▶ _EXERCISE TEXT_
▬▬▬▬▬▬▬▬▬▬

ONEOFMANYFEATHERS'
Devastation of Forest Fires

Written by Dr. Ned Eddins
aPhotographer: Dr. Ned Eddins
National forests in the West are in deplorable condition, and the practice of letting natural fires burn, or at the present time the use of prescribed burns, is reeking havoc. Environmentalist and bureaucratic policies have rendered the federal agencies ineffective in managing our forests. The primary goal in terms of fires on all land owned by federal agencies (wildland) should be directed towards prevention...not letting the fire burn until it is uncontrollable. The two best examples of the devastation caused by natural or prescribed burns resulted in the Yellowstone National Park fires of 1988, and the Los Alamosa fire of 2000.
Environmentalists paint a picture of our oldest National Park as being more beautiful than ever, and what a wonderful thing it is to observe nature at work, but for many people, the 1988 Yellowstone National Park fires were an absolute fiasco. The destruction in Yellowstone will be visible for the next several generations.
Is a legacy of burned forests what we want to leave our children's children?

The first of the Yellowstone fires started near Enos Lake in the Teton Wilderness Area. The fire was under a thousand acres for the first week while the Forest Service was deciding whether to put it out or not. Once the fire took off and with no hope of controlling it, one of the excuses given by, then Yellowstone National Park Superintendent, Barby was that no one could predict how dry the forest was. If Park Rangers had gotten out of their pickups and ridden across the meadows along Pacific Creek with a string of packhorses behind them, as we did two days before the fire started, they would have known how dry it was from the dusty trail.
Abnormally low tree moisture content, a fire suppression policy until 1972, accumulation of dead trees, and heavy areas of downed timber set the stage for the Yellowstone fires. These factors should have been obvious to anyone charged with the management of our oldest National Park.
In regards to Yellowstone, Monica Turner, landscape ecologist at the University of Wisconsin-Madison concludes,
Big fires are not detrimental to the system in any way. It's difficult for the human-wild land interaction, but from the perspective of plants and animals, fire is a normal event, well within their capacity to deal with. The conflagration of '88
Dr. Turner and other proponents of letting natural fires burn fail to mention that in many heavy forested areas the fire sterilizes the soil, killing all of the insects and burrowing animals. Since nothing can live in these "sterilized areas", the only way it can regenerate is by wind blown seeds. This process of regeneration will take the next one hundred to one hundred and twenty years.
In the grand scheme of an ecological system, big fires may not be detrimental, but they are devastating to many of us. A few years ago, I rode through areas of "dead forest" below the head of the Yellowstone River. The blackened snags, and total lack of sounds from birds, insects, and small mammals produced an eerie, sad feeling as you rode along the trail.

▬▬▬▬▬▬▬▬▬▬

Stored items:
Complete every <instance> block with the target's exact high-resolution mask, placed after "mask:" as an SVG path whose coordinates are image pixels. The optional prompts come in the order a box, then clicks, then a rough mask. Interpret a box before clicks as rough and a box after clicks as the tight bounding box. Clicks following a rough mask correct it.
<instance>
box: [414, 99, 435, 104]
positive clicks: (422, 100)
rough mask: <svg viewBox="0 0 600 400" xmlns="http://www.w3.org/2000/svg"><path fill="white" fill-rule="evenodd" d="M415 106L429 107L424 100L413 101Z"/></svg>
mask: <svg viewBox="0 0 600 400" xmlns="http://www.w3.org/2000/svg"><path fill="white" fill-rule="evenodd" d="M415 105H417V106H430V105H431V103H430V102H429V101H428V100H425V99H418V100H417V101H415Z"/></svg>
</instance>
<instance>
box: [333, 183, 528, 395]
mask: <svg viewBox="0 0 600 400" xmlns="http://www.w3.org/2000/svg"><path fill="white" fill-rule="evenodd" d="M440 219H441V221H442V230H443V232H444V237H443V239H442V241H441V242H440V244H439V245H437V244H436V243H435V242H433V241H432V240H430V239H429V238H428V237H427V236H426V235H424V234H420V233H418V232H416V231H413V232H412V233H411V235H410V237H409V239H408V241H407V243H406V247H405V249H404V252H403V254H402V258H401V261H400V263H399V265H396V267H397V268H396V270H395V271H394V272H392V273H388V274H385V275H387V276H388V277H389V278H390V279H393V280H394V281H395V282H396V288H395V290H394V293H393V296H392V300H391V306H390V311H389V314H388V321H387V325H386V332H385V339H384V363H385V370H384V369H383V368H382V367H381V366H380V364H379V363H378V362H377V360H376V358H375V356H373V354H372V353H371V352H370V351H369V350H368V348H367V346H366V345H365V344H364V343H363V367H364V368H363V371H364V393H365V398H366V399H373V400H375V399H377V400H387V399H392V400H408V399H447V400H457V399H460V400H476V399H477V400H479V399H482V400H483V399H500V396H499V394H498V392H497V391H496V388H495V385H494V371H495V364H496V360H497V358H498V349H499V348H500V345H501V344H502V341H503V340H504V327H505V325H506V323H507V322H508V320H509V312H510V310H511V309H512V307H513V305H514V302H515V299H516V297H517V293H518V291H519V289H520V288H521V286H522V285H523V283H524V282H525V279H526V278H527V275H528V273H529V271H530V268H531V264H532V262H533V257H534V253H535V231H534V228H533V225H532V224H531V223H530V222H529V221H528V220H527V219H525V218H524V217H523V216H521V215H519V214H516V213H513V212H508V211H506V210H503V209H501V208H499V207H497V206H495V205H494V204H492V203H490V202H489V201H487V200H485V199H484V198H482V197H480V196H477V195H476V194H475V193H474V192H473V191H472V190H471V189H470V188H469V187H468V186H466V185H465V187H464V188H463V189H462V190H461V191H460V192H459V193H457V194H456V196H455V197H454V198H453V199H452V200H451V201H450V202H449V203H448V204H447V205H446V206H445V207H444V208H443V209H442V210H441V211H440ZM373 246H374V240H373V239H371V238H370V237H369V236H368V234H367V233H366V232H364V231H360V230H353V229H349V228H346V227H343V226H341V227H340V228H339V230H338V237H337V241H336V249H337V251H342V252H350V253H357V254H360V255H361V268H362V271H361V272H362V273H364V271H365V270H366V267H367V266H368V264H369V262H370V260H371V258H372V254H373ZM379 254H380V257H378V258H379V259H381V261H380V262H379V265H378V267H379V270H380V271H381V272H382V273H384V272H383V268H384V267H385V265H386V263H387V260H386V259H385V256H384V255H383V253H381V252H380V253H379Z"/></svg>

▬▬▬▬▬▬▬▬▬▬

▶ _DIRECTIONS FOR THIS TASK_
Carry on the essay about forest fires, beginning right after its last sentence.

▶ _WRITTEN ANSWER_
You cannot fault environmentalist groups for their ideals, but they are completely misguided. In trying to protect the forests, they are destroying them. There is no question that meadows and other open areas come back better than before, but not the trees. After 14 years, there is little growth of new trees along this section of road between the South Entrance of Yellowstone and Lewis Lake.

Why is the West burning?
The National Environmental Protection Act provides radical environmentalist groups a means of filing lawsuits against wildland agency personnel if their decisions do not follow a myriad of bureaucratic guidelines. In order to protect themselves from lawsuits, various specialists are required to make sure the supervisory personnel's decisions meet all of these guidelines. This has created a situation where it may take years of study to make a simple decision. In terms of the forest service a large portion of its budget is spent on paper work, and lawsuits...not on forest management.
Environmentalist policies, decades of fire suppression, build up of dead trees, both standing and down, urban sprawl, mountain retreats, subdivisions surrounded by national forests, road building, basically nonexistent logging in national forests, etc. have created an environment in which forest fires are difficult, if not impossible, to control.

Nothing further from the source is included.